>>>

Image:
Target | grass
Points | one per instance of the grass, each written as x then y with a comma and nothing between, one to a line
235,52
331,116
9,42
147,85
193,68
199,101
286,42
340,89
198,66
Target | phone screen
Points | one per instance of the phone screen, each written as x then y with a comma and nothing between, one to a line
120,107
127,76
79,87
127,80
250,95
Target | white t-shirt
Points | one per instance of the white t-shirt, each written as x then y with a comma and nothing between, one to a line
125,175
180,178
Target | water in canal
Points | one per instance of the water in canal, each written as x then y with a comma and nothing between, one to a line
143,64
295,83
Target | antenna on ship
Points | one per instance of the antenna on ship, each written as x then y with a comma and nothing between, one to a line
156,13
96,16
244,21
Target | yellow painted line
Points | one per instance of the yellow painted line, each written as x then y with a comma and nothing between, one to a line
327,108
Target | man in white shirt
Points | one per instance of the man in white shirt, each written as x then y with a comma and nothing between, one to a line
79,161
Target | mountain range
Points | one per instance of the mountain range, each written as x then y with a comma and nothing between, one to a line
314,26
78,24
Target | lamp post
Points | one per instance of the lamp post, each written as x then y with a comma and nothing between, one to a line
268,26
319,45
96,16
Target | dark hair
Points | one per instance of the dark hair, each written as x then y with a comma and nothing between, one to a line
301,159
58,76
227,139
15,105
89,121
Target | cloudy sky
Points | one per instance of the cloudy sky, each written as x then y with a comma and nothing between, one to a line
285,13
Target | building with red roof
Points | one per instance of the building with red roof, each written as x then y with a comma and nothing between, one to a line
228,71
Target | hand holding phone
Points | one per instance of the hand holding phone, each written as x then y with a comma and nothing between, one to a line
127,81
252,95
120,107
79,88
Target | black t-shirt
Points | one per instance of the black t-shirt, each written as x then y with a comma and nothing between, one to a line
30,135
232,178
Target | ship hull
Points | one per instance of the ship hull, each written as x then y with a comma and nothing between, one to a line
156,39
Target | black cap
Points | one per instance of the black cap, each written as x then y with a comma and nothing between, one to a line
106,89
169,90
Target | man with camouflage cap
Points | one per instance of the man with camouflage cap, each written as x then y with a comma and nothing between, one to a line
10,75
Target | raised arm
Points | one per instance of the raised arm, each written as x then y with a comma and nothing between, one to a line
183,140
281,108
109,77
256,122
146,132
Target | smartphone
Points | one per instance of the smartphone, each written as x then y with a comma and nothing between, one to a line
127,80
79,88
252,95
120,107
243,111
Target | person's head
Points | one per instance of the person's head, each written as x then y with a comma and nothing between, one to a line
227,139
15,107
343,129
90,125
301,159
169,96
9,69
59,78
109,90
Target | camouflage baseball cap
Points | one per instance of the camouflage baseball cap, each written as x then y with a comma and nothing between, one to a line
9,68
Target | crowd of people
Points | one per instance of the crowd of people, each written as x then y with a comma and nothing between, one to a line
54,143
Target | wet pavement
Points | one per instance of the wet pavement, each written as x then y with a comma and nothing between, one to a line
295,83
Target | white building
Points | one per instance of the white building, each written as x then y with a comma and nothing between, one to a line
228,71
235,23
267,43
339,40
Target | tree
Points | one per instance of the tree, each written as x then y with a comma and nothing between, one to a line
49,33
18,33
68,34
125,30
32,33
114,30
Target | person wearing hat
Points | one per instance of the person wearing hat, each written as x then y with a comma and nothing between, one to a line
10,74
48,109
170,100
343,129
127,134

<<<

> _Assignment_: Starting at the line that contains "Target | person wearing hat", copy each line through the last one in the records, exactly, and output nothing else.

> _Solution for this task_:
Target | person wearing hat
Points | one per instance of the person wearing hat, each written as x then y with a comma and nothing between, one to a line
10,74
48,109
170,100
343,129
127,134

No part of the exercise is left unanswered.